▸ **Phrase grounding data**

==========

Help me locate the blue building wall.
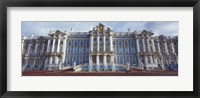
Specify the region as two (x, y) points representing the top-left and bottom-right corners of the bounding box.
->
(65, 38), (89, 66)
(113, 38), (138, 66)
(65, 37), (139, 66)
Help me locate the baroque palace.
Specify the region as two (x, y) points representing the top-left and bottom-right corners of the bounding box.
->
(22, 23), (178, 72)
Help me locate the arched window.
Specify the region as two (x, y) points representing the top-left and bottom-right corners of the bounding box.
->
(125, 40), (128, 46)
(119, 40), (122, 46)
(35, 58), (40, 67)
(40, 58), (45, 66)
(27, 58), (32, 67)
(69, 40), (72, 45)
(75, 40), (77, 46)
(81, 41), (83, 46)
(79, 56), (82, 64)
(86, 56), (89, 62)
(106, 55), (111, 63)
(92, 55), (96, 63)
(68, 47), (70, 54)
(127, 56), (130, 63)
(100, 55), (103, 63)
(73, 57), (76, 63)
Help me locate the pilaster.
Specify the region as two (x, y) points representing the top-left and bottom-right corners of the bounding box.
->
(51, 38), (56, 52)
(57, 38), (61, 53)
(97, 35), (99, 51)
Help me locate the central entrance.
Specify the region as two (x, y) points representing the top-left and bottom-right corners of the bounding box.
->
(88, 23), (115, 71)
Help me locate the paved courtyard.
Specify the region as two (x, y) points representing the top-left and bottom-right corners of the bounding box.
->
(22, 70), (178, 76)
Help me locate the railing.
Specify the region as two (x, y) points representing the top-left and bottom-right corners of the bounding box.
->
(90, 51), (114, 54)
(45, 52), (64, 56)
(139, 52), (157, 55)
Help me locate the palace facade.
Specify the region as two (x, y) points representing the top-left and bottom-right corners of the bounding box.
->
(22, 23), (178, 72)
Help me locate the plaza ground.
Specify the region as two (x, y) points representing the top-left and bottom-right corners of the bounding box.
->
(22, 70), (178, 76)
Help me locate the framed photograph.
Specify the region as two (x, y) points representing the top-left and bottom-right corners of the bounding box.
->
(0, 0), (199, 98)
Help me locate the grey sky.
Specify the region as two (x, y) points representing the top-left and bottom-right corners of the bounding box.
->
(22, 21), (178, 36)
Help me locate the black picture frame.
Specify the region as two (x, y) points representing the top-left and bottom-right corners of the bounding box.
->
(0, 0), (199, 98)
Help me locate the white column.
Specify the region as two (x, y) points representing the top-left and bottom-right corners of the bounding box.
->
(62, 39), (67, 62)
(144, 56), (148, 64)
(34, 42), (38, 53)
(49, 57), (53, 64)
(97, 35), (99, 51)
(164, 41), (169, 55)
(147, 38), (151, 52)
(62, 39), (66, 53)
(59, 59), (63, 70)
(57, 38), (61, 53)
(103, 35), (106, 51)
(51, 38), (55, 52)
(167, 57), (171, 65)
(142, 38), (146, 52)
(89, 55), (92, 66)
(24, 58), (28, 67)
(157, 41), (161, 55)
(176, 57), (178, 64)
(22, 39), (24, 53)
(136, 38), (140, 52)
(110, 36), (113, 51)
(96, 55), (99, 66)
(27, 42), (32, 54)
(111, 56), (114, 65)
(90, 35), (93, 52)
(151, 38), (155, 52)
(154, 57), (158, 64)
(150, 56), (153, 63)
(55, 57), (58, 64)
(160, 58), (163, 65)
(103, 55), (106, 66)
(46, 39), (51, 52)
(159, 57), (165, 70)
(171, 42), (175, 54)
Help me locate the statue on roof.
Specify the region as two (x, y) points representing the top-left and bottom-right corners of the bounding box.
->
(107, 27), (111, 31)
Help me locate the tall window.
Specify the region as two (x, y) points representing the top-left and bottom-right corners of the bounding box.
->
(106, 37), (110, 51)
(24, 42), (29, 53)
(93, 38), (97, 51)
(106, 55), (111, 63)
(79, 56), (82, 64)
(114, 56), (116, 64)
(133, 56), (136, 64)
(100, 37), (103, 51)
(148, 56), (151, 63)
(35, 58), (40, 67)
(100, 55), (103, 63)
(86, 56), (89, 63)
(126, 56), (130, 63)
(92, 55), (96, 63)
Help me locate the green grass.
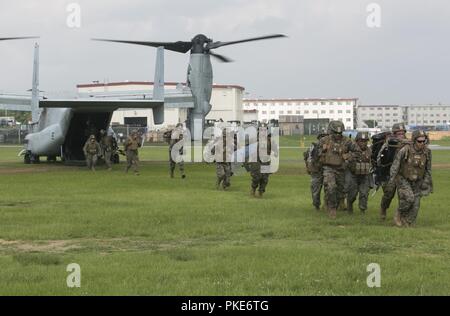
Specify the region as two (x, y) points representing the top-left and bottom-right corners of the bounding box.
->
(0, 145), (449, 295)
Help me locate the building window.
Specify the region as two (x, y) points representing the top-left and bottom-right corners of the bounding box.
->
(329, 110), (334, 114)
(279, 111), (284, 115)
(304, 110), (309, 114)
(346, 118), (351, 122)
(338, 110), (343, 114)
(296, 111), (300, 114)
(262, 111), (267, 114)
(346, 110), (351, 114)
(321, 110), (326, 114)
(287, 111), (292, 114)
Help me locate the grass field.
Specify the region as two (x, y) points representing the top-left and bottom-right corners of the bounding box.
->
(0, 141), (449, 295)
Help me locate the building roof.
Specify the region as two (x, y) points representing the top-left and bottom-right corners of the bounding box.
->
(77, 81), (245, 91)
(243, 98), (358, 103)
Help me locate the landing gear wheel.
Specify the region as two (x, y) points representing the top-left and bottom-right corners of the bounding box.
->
(47, 155), (57, 163)
(31, 154), (40, 164)
(24, 152), (31, 164)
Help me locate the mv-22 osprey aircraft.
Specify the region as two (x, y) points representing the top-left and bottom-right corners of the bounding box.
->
(0, 34), (286, 164)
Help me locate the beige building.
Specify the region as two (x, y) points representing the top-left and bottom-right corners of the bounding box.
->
(77, 81), (244, 129)
(243, 98), (358, 130)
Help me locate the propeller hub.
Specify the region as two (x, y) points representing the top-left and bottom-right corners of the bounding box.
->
(191, 34), (212, 54)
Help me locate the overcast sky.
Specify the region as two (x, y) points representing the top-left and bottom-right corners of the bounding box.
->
(0, 0), (449, 104)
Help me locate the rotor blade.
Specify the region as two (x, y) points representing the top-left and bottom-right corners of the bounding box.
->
(92, 38), (192, 53)
(0, 36), (39, 41)
(207, 34), (287, 50)
(209, 52), (233, 63)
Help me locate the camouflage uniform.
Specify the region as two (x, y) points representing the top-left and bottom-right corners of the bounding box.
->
(377, 123), (408, 220)
(214, 133), (234, 190)
(124, 131), (141, 175)
(169, 124), (185, 179)
(389, 130), (432, 227)
(100, 129), (114, 170)
(304, 133), (327, 210)
(346, 132), (372, 213)
(83, 135), (101, 171)
(247, 128), (274, 198)
(318, 121), (352, 218)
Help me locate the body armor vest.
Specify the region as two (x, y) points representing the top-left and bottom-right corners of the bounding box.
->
(127, 138), (140, 151)
(350, 146), (371, 175)
(321, 137), (347, 167)
(86, 142), (98, 155)
(400, 145), (428, 181)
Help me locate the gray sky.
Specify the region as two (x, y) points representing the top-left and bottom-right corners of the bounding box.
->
(1, 0), (449, 104)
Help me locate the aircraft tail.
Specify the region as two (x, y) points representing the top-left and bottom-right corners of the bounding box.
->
(152, 46), (164, 124)
(31, 43), (40, 123)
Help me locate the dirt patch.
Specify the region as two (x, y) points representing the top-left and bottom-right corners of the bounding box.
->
(0, 238), (195, 254)
(0, 165), (81, 174)
(0, 239), (81, 253)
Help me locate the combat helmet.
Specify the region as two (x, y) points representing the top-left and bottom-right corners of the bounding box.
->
(392, 123), (406, 133)
(355, 131), (370, 141)
(89, 134), (96, 140)
(328, 121), (345, 134)
(412, 129), (427, 142)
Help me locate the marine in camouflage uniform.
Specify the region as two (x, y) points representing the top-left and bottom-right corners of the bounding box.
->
(388, 130), (432, 227)
(377, 123), (408, 220)
(169, 123), (186, 179)
(100, 129), (114, 170)
(124, 130), (141, 175)
(247, 127), (275, 198)
(304, 132), (327, 210)
(83, 135), (101, 171)
(346, 132), (372, 213)
(318, 121), (353, 219)
(214, 131), (234, 190)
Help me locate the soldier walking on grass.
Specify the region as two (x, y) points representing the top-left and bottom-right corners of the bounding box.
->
(317, 121), (353, 219)
(100, 129), (114, 171)
(388, 130), (432, 227)
(377, 123), (408, 220)
(83, 134), (101, 172)
(169, 123), (186, 179)
(346, 132), (372, 213)
(214, 131), (233, 190)
(124, 130), (141, 175)
(245, 126), (277, 198)
(304, 132), (328, 210)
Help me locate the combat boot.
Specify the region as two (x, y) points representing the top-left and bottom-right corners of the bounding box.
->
(393, 210), (402, 227)
(250, 188), (256, 197)
(329, 208), (337, 219)
(338, 199), (347, 211)
(181, 174), (186, 179)
(347, 203), (354, 214)
(258, 191), (263, 198)
(380, 208), (387, 220)
(170, 170), (174, 178)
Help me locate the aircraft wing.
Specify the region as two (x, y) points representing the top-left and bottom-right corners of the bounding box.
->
(78, 88), (195, 109)
(39, 99), (164, 110)
(0, 95), (32, 111)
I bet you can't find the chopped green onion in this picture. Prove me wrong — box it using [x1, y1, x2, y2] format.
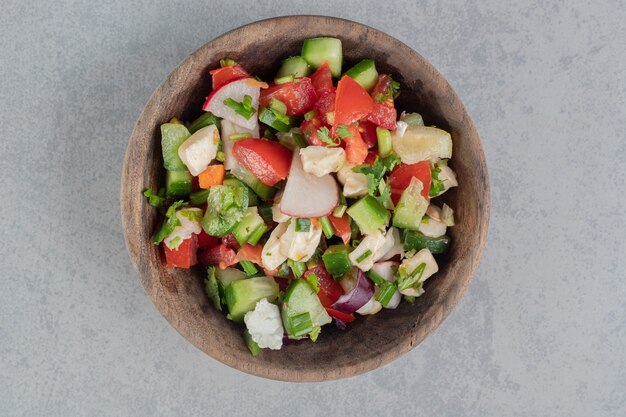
[288, 259, 306, 278]
[220, 58, 237, 67]
[332, 204, 347, 218]
[216, 151, 225, 162]
[398, 262, 426, 291]
[247, 224, 267, 246]
[319, 216, 335, 239]
[273, 109, 291, 125]
[304, 110, 317, 121]
[285, 312, 313, 338]
[305, 273, 320, 293]
[376, 127, 392, 157]
[355, 249, 372, 263]
[229, 133, 252, 141]
[294, 218, 311, 232]
[367, 270, 386, 286]
[336, 124, 352, 139]
[190, 189, 210, 205]
[240, 260, 258, 276]
[269, 98, 287, 114]
[376, 281, 397, 306]
[224, 97, 255, 120]
[258, 204, 273, 223]
[243, 330, 261, 356]
[275, 74, 294, 84]
[292, 131, 308, 148]
[188, 112, 221, 134]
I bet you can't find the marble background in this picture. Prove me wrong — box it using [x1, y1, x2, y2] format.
[1, 0, 625, 416]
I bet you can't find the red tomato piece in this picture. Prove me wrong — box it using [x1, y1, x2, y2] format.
[209, 65, 249, 90]
[366, 102, 397, 130]
[197, 230, 218, 249]
[304, 265, 344, 308]
[343, 125, 368, 165]
[325, 307, 356, 324]
[364, 151, 377, 167]
[198, 243, 237, 269]
[314, 88, 336, 125]
[309, 61, 333, 95]
[388, 161, 432, 204]
[328, 215, 351, 245]
[359, 121, 378, 148]
[300, 114, 325, 146]
[334, 75, 374, 127]
[235, 243, 263, 266]
[221, 233, 240, 251]
[259, 77, 318, 116]
[232, 138, 293, 186]
[164, 236, 198, 269]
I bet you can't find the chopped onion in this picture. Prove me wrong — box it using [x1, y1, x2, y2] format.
[442, 203, 455, 226]
[331, 270, 374, 314]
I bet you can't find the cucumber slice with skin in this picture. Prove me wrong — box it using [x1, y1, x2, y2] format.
[232, 207, 266, 246]
[215, 267, 247, 287]
[188, 112, 221, 134]
[276, 56, 311, 78]
[393, 177, 429, 230]
[161, 123, 190, 171]
[258, 106, 296, 132]
[165, 170, 192, 197]
[322, 245, 353, 278]
[402, 230, 450, 254]
[281, 279, 331, 340]
[344, 59, 378, 92]
[224, 276, 279, 322]
[347, 195, 390, 235]
[230, 164, 277, 201]
[302, 37, 343, 77]
[223, 177, 259, 206]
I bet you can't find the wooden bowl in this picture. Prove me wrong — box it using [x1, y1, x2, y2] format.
[121, 16, 489, 381]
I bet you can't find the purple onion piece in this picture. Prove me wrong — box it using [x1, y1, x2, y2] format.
[331, 270, 374, 314]
[282, 335, 307, 345]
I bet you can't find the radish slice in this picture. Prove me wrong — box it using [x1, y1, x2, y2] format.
[280, 148, 339, 218]
[202, 78, 260, 130]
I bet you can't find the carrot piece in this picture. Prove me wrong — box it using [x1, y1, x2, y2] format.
[198, 164, 225, 189]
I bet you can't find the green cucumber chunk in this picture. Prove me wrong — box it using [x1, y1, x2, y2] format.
[344, 59, 378, 92]
[165, 170, 192, 198]
[322, 245, 353, 278]
[215, 267, 247, 287]
[281, 279, 331, 340]
[301, 37, 343, 77]
[347, 195, 390, 235]
[259, 106, 296, 132]
[243, 330, 261, 356]
[402, 230, 450, 254]
[276, 56, 311, 78]
[189, 189, 210, 205]
[223, 177, 259, 206]
[224, 276, 279, 322]
[161, 123, 191, 171]
[233, 207, 266, 246]
[230, 164, 277, 201]
[392, 179, 428, 230]
[188, 112, 221, 134]
[205, 266, 222, 311]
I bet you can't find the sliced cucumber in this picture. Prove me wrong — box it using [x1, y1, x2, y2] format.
[322, 245, 353, 278]
[258, 106, 296, 132]
[232, 207, 266, 246]
[301, 37, 343, 77]
[230, 164, 277, 201]
[188, 112, 221, 134]
[165, 170, 192, 197]
[347, 195, 390, 235]
[224, 276, 279, 322]
[243, 330, 261, 356]
[402, 230, 450, 254]
[281, 279, 331, 340]
[205, 266, 222, 311]
[215, 267, 247, 287]
[344, 59, 378, 92]
[393, 178, 429, 230]
[276, 56, 310, 78]
[189, 189, 210, 205]
[223, 177, 259, 206]
[161, 123, 190, 171]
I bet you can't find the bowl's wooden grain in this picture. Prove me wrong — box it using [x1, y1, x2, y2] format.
[120, 16, 489, 382]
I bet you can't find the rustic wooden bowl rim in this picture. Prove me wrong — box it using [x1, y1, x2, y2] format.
[120, 15, 490, 382]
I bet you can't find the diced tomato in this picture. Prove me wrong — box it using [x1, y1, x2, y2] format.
[259, 77, 318, 116]
[388, 161, 431, 204]
[164, 236, 198, 269]
[370, 74, 394, 101]
[366, 102, 397, 130]
[221, 233, 240, 251]
[314, 89, 336, 125]
[232, 138, 293, 186]
[309, 61, 333, 95]
[343, 125, 368, 165]
[196, 230, 218, 249]
[329, 215, 351, 245]
[300, 114, 325, 146]
[325, 307, 356, 323]
[210, 65, 249, 90]
[304, 265, 343, 308]
[359, 121, 378, 148]
[235, 243, 263, 266]
[198, 243, 237, 269]
[334, 75, 374, 127]
[364, 151, 377, 166]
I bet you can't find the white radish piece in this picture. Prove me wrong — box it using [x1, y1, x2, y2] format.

==========

▸ **Problem**
Drop the pictures; return the lines above from the line containing "Help me locate the white column." to the line containing "Help me locate the building window.", both included, exactly.

▸ **Response to the exercise**
Help me locate the white column.
Specify the region as two (x, y) points representing the top-left and bottom-right corners of the bounding box.
->
(62, 39), (67, 62)
(144, 56), (148, 64)
(34, 42), (38, 53)
(49, 57), (53, 64)
(97, 35), (99, 51)
(164, 41), (169, 55)
(147, 38), (151, 52)
(62, 39), (66, 53)
(59, 59), (63, 70)
(57, 38), (61, 53)
(103, 35), (106, 51)
(51, 38), (55, 52)
(167, 57), (171, 65)
(142, 38), (146, 52)
(89, 55), (92, 66)
(24, 58), (28, 67)
(157, 41), (161, 55)
(176, 57), (178, 64)
(22, 39), (24, 53)
(136, 38), (140, 52)
(110, 36), (113, 51)
(96, 55), (99, 66)
(27, 42), (32, 54)
(111, 56), (114, 65)
(90, 35), (93, 52)
(151, 38), (155, 52)
(154, 57), (158, 64)
(150, 56), (153, 63)
(55, 57), (58, 64)
(160, 58), (163, 65)
(103, 55), (106, 66)
(46, 39), (51, 52)
(159, 57), (165, 70)
(171, 42), (175, 54)
Help me locate the statue on roof.
Specify the region as two (x, y) points representing the top-left and bottom-right corners of the bounding box.
->
(107, 27), (111, 31)
Help me locate the tall window.
Specify the region as two (x, y) points representing the top-left and bottom-right corners of the bounding box.
->
(106, 37), (110, 51)
(24, 42), (29, 53)
(93, 38), (97, 51)
(106, 55), (111, 63)
(79, 56), (82, 64)
(114, 56), (116, 64)
(133, 56), (136, 64)
(100, 37), (103, 51)
(148, 56), (151, 63)
(35, 58), (40, 67)
(100, 55), (103, 63)
(86, 56), (89, 63)
(126, 56), (130, 63)
(92, 55), (96, 63)
Help me locate the green grass.
Specify the region as two (x, y) points representing the top-left and bottom-right corners of the bounding box.
->
(0, 145), (449, 295)
Help me locate the building window.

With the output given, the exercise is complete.